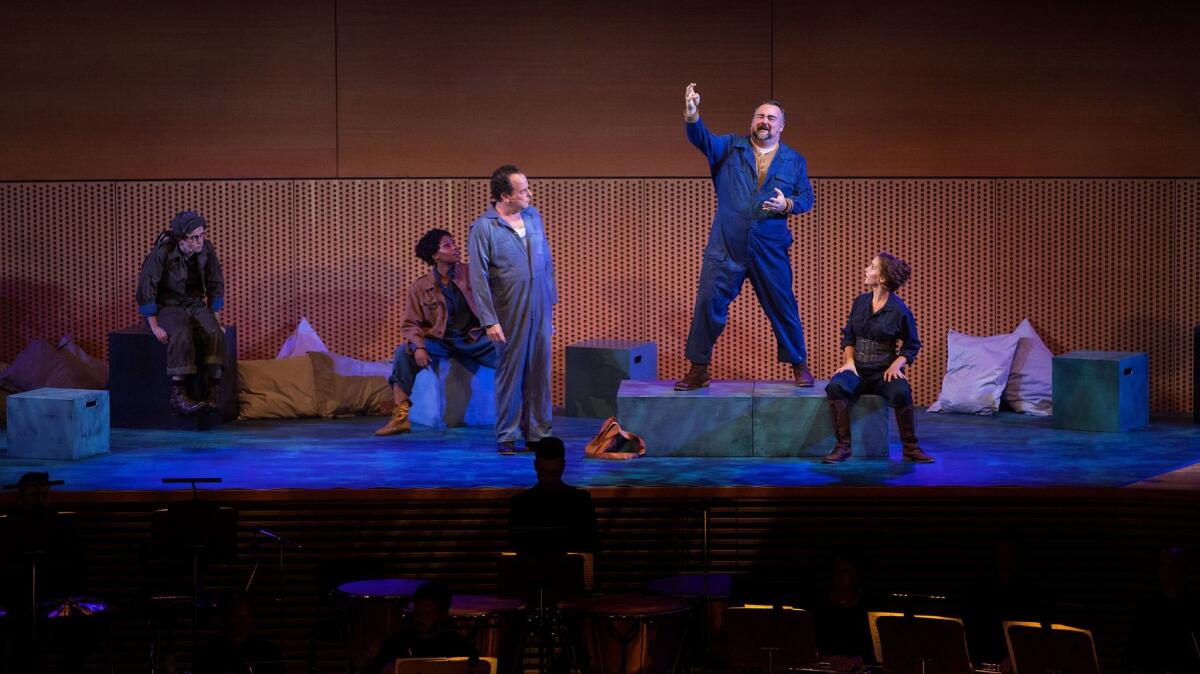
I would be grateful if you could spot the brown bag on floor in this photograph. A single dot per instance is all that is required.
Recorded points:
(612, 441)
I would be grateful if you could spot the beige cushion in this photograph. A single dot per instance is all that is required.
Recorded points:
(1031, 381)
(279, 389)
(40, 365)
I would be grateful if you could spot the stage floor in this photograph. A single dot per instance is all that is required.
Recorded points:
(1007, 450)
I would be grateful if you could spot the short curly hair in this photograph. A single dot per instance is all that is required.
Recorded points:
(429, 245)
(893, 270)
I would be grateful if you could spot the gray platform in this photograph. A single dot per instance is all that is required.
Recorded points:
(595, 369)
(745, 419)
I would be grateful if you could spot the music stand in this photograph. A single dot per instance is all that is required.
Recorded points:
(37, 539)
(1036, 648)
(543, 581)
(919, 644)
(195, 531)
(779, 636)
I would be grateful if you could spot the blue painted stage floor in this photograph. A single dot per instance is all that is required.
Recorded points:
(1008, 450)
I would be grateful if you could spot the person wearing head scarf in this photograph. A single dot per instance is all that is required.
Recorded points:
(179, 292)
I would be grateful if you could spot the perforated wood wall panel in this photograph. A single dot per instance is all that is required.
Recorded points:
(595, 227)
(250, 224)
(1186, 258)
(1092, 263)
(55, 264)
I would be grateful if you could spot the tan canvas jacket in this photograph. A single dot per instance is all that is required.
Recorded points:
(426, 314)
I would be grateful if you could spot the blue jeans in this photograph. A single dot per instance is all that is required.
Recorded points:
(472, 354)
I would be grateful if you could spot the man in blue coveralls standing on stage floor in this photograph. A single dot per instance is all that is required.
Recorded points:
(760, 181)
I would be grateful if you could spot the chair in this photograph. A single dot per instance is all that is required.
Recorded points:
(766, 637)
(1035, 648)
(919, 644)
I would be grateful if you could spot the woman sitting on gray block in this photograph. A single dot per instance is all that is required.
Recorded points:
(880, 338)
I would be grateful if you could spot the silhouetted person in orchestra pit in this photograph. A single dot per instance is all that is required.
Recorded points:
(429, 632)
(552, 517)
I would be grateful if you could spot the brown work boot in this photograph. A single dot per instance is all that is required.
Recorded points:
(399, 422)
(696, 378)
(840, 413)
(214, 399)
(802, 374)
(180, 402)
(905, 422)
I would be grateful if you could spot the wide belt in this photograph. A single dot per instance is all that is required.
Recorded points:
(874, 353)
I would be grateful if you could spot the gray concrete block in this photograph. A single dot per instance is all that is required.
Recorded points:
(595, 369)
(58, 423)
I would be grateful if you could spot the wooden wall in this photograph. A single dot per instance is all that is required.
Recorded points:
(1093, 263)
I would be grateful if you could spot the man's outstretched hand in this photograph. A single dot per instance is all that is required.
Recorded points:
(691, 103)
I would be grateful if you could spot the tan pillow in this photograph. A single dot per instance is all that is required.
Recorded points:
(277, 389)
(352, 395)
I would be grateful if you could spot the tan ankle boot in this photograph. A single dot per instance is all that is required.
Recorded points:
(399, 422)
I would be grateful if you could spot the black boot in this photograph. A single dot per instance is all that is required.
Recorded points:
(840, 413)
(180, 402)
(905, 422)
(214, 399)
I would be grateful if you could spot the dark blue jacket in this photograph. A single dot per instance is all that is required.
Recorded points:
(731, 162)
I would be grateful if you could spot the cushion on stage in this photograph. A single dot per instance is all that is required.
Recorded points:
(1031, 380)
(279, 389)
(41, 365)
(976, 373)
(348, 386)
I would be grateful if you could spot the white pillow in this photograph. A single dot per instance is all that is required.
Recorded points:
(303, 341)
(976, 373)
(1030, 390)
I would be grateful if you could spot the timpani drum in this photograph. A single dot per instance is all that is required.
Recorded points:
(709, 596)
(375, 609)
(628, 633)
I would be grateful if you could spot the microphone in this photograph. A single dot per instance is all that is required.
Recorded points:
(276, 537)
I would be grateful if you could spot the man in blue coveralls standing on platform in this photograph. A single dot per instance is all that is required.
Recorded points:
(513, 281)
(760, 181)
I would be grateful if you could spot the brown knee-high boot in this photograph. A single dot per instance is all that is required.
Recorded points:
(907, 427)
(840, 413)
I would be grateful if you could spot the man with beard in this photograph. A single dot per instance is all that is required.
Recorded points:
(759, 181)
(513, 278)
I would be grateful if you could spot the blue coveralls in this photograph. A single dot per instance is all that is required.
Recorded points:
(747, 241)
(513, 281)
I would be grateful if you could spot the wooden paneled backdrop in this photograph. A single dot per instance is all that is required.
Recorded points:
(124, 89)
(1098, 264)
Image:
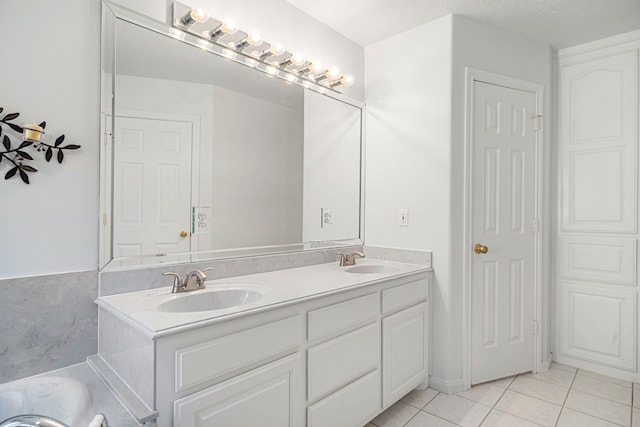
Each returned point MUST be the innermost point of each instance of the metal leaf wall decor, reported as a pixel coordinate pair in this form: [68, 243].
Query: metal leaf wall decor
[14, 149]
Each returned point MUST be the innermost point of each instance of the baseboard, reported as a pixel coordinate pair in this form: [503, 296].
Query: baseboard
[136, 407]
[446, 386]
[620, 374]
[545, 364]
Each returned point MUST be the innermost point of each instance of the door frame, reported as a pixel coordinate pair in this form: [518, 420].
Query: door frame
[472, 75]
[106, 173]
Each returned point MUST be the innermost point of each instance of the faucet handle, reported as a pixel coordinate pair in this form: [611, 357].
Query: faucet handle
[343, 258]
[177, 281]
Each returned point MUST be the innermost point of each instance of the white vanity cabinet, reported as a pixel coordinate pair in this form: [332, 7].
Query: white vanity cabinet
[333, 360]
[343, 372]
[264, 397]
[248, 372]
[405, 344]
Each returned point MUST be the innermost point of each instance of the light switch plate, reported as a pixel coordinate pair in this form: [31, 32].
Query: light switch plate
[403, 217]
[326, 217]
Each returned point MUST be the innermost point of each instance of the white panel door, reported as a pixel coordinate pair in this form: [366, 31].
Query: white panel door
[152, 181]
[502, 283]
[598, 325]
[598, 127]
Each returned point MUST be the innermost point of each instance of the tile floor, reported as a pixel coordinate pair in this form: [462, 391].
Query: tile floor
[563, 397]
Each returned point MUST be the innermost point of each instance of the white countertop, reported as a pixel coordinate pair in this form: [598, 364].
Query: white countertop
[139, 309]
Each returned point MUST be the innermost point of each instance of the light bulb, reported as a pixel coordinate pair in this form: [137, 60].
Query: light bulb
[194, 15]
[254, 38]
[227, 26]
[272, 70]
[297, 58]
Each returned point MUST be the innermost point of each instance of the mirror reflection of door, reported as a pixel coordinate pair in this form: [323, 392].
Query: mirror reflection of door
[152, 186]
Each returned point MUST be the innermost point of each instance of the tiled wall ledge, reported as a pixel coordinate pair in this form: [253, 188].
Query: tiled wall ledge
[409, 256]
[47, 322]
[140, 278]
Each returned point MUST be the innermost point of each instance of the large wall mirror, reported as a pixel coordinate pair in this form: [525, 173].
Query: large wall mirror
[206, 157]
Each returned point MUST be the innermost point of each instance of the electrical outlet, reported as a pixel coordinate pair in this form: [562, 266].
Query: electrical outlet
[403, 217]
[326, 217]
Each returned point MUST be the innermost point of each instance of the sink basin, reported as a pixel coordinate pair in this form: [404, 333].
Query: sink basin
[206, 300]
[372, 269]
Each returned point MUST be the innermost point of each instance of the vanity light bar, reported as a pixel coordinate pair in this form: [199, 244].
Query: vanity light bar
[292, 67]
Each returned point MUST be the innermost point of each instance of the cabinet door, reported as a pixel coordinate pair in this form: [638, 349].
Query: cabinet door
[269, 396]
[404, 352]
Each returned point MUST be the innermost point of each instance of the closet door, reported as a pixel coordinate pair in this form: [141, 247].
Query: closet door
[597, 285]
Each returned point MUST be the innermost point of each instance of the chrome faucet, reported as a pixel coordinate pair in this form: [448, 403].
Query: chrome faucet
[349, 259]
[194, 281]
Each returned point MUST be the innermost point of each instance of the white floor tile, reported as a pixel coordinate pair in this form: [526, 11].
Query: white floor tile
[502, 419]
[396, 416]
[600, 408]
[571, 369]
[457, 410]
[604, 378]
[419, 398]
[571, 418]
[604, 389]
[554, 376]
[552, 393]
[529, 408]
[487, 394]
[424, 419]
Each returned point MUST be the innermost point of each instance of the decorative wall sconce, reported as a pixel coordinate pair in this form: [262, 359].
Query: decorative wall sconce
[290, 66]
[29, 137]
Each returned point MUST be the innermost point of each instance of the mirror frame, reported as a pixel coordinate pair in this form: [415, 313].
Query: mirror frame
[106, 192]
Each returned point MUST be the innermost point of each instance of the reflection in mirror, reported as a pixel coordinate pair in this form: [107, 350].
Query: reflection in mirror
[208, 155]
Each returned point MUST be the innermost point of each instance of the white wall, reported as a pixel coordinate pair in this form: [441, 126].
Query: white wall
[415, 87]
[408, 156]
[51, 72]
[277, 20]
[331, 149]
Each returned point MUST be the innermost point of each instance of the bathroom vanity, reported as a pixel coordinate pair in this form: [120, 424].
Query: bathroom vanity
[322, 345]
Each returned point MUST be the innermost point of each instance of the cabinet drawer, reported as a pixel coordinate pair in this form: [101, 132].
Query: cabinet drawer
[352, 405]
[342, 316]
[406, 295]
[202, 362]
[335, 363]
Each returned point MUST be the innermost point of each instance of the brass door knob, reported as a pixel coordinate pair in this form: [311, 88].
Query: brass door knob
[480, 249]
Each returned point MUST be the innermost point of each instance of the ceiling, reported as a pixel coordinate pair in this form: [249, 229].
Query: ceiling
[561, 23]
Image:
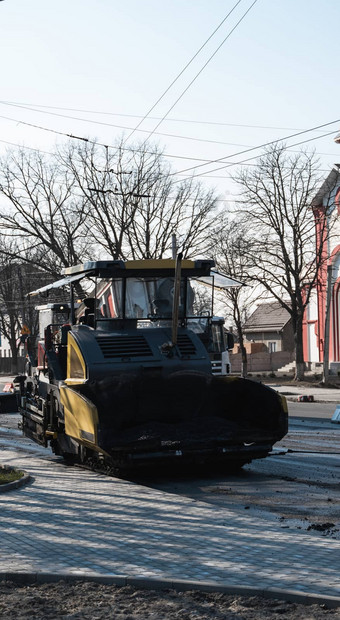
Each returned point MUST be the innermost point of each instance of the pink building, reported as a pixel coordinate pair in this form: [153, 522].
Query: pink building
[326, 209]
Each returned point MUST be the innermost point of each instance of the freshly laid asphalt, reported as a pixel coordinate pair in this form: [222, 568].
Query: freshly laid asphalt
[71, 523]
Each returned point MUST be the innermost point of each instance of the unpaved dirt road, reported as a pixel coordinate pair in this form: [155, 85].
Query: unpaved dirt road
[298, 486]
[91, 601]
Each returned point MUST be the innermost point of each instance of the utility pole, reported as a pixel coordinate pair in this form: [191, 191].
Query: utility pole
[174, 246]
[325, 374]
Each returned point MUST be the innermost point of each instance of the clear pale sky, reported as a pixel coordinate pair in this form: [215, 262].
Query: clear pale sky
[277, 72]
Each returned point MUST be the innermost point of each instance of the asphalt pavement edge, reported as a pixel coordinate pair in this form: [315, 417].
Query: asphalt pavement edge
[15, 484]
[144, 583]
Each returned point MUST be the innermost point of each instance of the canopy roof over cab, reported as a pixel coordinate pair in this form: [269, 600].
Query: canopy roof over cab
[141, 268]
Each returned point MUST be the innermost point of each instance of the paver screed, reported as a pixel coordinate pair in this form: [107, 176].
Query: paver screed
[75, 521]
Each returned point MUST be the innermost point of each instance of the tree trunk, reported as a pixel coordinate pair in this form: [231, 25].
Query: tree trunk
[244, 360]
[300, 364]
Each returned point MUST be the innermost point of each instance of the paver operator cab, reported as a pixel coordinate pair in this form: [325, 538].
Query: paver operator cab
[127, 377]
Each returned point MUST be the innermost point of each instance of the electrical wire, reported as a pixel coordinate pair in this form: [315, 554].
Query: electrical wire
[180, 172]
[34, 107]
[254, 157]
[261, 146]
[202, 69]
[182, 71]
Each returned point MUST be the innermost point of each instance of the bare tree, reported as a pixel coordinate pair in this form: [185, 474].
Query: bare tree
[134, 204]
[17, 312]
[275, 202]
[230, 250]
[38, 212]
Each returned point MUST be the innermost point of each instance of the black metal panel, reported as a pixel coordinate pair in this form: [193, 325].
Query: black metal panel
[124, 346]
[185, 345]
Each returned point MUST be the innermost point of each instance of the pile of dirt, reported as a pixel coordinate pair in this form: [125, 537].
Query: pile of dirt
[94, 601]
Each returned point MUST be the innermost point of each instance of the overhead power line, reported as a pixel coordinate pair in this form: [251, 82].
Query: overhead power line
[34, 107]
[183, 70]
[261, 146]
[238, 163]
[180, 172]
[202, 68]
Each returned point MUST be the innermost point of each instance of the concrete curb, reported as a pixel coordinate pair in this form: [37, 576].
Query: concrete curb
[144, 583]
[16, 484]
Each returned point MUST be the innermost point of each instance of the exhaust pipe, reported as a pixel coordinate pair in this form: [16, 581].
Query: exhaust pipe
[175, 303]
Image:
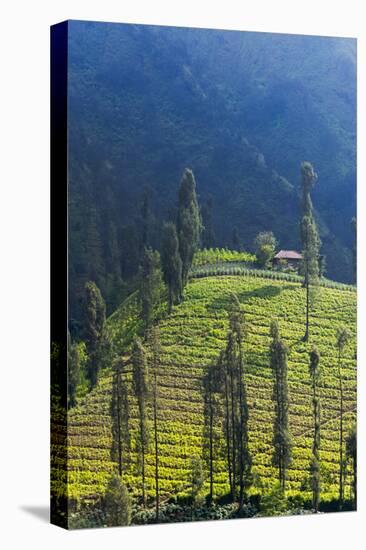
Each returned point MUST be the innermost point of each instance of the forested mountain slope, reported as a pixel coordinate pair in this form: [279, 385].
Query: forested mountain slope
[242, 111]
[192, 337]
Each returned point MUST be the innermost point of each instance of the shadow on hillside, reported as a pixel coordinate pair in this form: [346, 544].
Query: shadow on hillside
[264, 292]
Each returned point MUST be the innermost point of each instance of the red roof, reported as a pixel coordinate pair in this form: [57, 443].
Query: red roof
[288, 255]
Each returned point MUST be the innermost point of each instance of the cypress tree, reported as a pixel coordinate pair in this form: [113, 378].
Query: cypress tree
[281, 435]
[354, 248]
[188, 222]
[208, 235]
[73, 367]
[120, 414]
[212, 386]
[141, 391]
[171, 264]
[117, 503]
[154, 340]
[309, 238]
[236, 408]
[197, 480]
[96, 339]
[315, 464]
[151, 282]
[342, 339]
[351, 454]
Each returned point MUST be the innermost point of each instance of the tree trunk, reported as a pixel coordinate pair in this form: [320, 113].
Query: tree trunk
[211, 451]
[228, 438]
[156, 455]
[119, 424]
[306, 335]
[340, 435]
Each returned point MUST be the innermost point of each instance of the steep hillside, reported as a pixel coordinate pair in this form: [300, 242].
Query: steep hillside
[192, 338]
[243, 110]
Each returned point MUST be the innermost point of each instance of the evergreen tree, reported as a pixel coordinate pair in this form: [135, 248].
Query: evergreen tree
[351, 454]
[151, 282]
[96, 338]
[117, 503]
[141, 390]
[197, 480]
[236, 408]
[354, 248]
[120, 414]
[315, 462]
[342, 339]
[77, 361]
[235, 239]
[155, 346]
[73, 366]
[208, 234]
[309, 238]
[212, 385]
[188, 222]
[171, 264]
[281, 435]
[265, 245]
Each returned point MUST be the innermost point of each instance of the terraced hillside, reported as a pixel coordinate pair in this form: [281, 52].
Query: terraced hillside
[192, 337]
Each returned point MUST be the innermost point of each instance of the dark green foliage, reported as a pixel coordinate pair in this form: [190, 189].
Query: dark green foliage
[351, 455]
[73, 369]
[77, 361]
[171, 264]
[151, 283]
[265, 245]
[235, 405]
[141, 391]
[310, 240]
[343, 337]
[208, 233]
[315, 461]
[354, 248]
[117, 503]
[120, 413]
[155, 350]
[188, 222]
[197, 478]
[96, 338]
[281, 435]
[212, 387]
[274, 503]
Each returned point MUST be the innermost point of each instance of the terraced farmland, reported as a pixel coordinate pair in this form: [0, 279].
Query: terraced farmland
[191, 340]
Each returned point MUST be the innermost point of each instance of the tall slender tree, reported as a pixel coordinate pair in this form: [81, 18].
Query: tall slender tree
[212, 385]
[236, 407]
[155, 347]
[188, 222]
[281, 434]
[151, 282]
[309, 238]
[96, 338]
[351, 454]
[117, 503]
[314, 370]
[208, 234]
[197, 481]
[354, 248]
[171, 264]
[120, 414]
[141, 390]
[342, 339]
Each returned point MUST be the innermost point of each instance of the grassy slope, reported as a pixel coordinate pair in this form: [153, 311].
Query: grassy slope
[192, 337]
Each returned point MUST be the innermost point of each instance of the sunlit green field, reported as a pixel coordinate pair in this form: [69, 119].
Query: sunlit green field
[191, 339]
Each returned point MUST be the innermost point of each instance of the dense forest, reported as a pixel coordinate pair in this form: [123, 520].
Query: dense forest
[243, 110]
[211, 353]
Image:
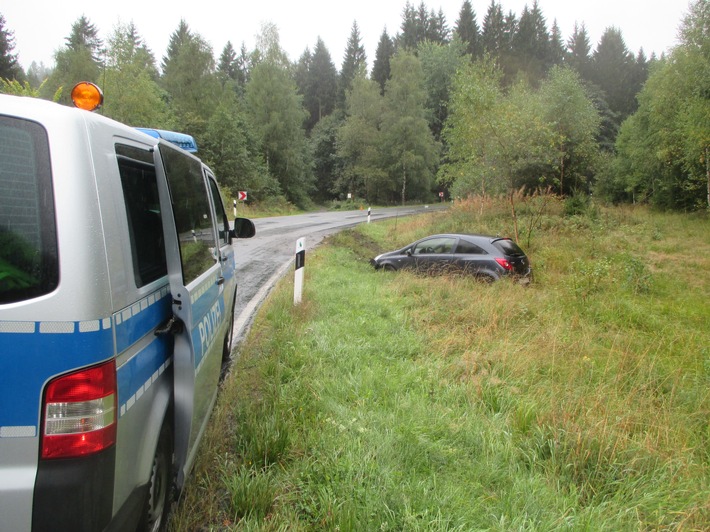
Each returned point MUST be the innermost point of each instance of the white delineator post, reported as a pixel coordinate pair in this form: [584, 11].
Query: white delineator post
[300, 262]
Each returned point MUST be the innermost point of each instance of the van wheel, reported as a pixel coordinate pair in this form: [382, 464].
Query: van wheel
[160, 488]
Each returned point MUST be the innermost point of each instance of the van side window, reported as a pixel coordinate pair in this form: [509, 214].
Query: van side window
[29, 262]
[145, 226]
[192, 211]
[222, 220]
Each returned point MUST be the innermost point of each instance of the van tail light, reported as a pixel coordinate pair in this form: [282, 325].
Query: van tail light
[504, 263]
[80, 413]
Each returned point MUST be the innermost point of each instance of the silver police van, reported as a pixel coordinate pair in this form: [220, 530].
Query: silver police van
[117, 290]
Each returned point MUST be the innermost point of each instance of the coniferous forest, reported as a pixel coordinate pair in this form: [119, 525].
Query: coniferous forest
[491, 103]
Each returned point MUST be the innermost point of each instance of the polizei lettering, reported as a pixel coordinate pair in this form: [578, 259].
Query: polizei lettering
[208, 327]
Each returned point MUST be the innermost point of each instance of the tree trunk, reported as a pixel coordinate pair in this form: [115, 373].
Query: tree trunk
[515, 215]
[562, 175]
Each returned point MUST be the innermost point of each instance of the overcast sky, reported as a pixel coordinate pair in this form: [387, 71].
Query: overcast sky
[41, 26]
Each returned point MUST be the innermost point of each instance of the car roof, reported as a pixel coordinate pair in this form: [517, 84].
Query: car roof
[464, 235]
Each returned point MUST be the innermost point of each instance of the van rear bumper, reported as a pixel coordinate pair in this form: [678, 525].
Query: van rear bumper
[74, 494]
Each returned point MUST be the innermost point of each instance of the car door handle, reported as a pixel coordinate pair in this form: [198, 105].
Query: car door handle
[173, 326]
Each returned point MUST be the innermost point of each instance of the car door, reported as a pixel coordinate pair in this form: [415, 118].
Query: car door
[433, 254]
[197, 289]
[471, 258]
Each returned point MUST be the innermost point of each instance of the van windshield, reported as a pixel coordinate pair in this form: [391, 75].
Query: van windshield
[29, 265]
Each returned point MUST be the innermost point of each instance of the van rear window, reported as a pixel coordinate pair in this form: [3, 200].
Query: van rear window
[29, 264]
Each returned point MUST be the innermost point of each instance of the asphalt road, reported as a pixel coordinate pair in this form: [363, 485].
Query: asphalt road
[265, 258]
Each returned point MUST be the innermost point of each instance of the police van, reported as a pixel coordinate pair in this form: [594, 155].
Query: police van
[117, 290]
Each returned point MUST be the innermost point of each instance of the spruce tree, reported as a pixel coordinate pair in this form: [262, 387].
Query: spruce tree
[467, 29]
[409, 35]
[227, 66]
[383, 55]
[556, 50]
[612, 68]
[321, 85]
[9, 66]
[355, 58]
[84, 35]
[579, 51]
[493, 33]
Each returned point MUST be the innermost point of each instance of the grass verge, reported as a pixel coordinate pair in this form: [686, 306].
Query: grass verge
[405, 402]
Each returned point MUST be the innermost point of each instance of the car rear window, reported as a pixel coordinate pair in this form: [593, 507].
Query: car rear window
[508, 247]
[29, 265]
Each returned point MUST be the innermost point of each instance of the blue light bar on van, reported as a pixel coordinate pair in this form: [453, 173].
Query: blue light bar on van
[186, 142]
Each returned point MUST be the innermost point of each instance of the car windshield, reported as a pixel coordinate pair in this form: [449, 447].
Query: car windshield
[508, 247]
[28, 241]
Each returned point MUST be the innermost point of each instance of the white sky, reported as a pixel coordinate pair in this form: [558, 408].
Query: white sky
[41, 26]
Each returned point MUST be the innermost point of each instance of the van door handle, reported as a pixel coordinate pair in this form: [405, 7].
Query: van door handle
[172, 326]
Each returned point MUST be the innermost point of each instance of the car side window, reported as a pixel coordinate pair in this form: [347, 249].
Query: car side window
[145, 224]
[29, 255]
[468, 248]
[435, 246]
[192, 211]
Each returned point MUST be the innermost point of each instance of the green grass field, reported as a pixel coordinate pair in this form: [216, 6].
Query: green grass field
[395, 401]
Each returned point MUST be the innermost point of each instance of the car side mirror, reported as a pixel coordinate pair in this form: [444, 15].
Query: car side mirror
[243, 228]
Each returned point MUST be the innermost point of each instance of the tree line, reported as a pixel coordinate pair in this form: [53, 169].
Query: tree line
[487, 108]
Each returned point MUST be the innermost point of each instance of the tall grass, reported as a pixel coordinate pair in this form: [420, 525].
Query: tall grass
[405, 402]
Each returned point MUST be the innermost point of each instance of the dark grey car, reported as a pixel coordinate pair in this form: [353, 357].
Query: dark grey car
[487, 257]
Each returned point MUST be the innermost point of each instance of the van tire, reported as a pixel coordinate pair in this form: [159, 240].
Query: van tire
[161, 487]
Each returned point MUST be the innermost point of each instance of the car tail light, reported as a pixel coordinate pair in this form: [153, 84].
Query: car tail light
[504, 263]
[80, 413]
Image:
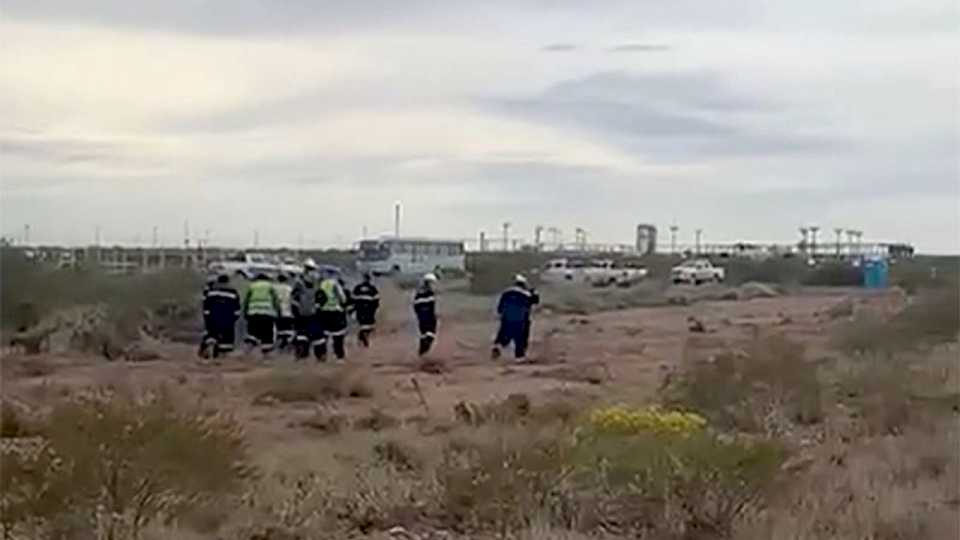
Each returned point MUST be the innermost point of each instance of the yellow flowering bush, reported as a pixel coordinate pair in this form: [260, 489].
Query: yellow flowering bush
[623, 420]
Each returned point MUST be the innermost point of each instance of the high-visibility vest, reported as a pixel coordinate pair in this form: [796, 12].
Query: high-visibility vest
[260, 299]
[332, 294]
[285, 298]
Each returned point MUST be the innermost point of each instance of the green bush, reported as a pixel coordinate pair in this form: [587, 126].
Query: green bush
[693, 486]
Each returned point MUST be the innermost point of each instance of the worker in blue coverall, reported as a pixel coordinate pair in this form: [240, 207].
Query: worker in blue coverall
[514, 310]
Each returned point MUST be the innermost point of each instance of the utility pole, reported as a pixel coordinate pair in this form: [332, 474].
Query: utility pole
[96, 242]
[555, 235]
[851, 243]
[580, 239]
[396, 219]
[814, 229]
━━━━━━
__What to work on__
Throughout the data above, find each line that includes the string "gray"; state only how many there are.

__Result of this task__
3